• Supplied entries:
-=-=-

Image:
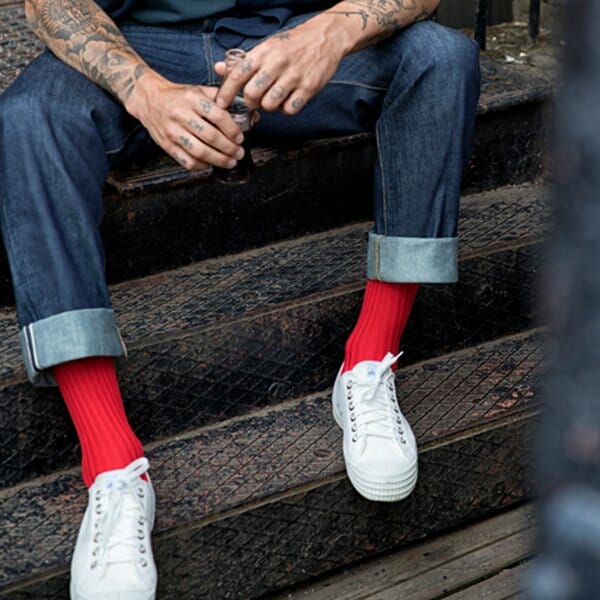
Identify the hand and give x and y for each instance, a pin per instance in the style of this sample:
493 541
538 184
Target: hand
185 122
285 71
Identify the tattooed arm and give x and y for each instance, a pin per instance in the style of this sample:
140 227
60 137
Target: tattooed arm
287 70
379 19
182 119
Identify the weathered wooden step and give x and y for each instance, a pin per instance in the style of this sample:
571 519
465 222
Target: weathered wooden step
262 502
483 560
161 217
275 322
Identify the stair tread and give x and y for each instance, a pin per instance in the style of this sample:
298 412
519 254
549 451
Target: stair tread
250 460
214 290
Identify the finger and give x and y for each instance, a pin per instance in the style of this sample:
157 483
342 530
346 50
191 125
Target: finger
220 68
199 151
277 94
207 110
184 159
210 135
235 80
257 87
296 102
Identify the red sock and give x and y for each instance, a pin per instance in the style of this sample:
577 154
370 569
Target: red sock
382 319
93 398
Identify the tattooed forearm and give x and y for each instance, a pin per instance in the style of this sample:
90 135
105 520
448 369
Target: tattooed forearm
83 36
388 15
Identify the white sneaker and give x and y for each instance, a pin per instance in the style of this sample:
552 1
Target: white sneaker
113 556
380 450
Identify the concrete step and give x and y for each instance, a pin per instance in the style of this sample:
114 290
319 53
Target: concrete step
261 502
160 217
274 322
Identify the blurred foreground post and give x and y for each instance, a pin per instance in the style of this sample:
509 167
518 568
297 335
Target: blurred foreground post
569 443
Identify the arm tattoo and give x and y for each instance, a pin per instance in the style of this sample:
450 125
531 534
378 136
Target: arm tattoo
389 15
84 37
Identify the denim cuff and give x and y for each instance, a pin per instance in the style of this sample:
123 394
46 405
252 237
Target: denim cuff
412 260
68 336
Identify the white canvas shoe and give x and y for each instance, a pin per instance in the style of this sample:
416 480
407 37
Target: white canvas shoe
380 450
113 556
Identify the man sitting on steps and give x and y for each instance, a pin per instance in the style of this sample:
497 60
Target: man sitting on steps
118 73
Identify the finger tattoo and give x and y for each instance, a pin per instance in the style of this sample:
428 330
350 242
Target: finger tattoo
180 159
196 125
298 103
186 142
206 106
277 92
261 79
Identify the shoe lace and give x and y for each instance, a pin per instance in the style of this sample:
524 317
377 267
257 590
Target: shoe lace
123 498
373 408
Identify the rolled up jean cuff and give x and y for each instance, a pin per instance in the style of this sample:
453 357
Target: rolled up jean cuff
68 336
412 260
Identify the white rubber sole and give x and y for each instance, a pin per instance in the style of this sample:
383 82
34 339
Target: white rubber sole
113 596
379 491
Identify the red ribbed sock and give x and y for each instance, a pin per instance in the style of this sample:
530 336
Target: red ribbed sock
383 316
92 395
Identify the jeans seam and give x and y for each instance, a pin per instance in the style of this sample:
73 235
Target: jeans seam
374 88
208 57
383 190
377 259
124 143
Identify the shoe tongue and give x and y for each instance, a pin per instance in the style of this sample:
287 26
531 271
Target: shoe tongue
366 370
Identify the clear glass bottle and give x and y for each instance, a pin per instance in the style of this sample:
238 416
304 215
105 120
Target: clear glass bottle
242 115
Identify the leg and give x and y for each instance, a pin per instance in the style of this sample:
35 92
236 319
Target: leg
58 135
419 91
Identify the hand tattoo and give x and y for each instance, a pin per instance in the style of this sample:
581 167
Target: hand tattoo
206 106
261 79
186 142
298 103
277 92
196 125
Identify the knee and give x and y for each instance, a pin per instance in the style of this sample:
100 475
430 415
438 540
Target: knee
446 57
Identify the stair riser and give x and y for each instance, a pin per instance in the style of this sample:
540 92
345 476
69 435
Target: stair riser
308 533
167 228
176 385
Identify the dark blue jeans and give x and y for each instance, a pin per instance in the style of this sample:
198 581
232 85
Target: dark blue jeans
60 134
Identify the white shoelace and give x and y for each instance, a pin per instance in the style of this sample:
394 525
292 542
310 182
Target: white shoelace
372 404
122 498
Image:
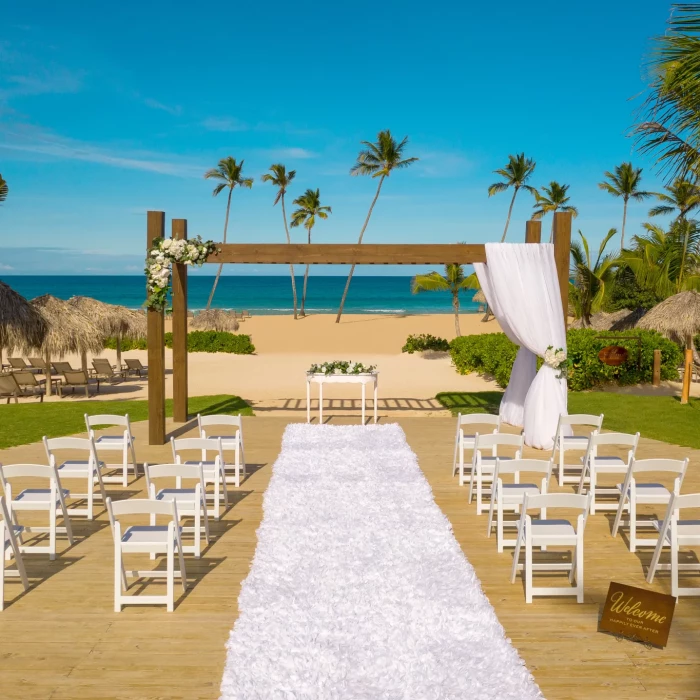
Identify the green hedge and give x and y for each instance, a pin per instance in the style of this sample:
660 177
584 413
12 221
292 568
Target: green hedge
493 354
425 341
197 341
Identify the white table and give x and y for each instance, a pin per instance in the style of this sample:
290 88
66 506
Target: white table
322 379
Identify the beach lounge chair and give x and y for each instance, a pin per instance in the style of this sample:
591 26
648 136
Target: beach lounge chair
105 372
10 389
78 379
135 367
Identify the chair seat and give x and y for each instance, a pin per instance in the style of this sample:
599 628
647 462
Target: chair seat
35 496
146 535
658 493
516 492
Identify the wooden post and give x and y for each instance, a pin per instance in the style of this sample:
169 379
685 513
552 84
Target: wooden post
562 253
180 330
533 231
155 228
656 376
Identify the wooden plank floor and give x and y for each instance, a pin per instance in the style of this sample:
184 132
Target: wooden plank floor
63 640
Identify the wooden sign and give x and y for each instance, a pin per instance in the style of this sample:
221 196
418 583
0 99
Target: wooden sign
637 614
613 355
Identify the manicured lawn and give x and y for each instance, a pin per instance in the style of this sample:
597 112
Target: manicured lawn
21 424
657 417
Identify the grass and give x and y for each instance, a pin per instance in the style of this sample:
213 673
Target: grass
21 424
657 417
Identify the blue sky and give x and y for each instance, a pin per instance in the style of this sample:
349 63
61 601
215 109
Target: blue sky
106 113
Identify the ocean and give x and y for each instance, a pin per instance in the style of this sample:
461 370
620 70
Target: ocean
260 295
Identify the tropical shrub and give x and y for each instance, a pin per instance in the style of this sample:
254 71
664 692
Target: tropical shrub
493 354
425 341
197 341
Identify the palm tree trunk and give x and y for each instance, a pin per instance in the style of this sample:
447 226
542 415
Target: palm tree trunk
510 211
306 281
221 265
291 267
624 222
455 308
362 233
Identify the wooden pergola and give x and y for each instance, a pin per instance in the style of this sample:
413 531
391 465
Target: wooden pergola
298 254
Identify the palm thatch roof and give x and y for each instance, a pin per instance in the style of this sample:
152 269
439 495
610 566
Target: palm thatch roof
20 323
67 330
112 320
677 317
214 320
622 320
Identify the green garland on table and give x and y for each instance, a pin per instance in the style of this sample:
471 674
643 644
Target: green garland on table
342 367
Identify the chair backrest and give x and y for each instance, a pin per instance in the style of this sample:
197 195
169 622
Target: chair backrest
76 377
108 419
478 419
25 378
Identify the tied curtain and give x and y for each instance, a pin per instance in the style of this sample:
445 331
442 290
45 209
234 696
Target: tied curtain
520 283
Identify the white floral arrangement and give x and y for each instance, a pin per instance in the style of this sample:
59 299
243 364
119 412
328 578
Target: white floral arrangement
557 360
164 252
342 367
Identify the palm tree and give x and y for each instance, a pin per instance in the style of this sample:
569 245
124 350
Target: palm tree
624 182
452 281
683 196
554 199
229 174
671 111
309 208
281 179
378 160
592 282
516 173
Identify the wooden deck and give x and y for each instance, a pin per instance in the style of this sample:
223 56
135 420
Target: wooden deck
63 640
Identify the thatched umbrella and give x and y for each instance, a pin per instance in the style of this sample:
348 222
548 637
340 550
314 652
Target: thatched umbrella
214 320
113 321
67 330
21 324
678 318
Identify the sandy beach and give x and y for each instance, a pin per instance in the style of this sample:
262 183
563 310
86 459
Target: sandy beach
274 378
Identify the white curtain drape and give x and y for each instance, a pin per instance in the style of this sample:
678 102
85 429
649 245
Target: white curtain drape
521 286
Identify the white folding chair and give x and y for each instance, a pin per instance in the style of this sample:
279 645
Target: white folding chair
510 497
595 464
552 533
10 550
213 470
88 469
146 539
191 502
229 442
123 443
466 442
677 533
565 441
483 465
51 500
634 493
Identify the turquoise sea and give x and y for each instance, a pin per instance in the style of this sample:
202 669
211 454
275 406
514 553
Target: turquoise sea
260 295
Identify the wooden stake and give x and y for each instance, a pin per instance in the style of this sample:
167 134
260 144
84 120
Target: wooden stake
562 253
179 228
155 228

-=-=-

Print nothing but the lines from the line with "Identify the white folding" to the last line of the records above. Both of those lines count.

• Completed exercise:
Identify the white folding chair and give x and y for each instance, a pin per instance in the style of this sample:
279 645
Target: white folding chair
510 497
595 464
552 533
10 550
213 470
88 469
146 539
191 502
229 442
123 443
466 442
677 533
565 441
483 465
51 500
634 493
Identify the turquoise sea and give x and y for each instance, a pin per instance in the style of this sample:
202 669
211 454
275 406
514 553
Target: turquoise sea
260 295
Identify the wooden stake and give x and y for each instance, a pin per instance in the style of this sample:
167 134
260 144
84 120
Target: wooden stake
562 253
179 228
155 228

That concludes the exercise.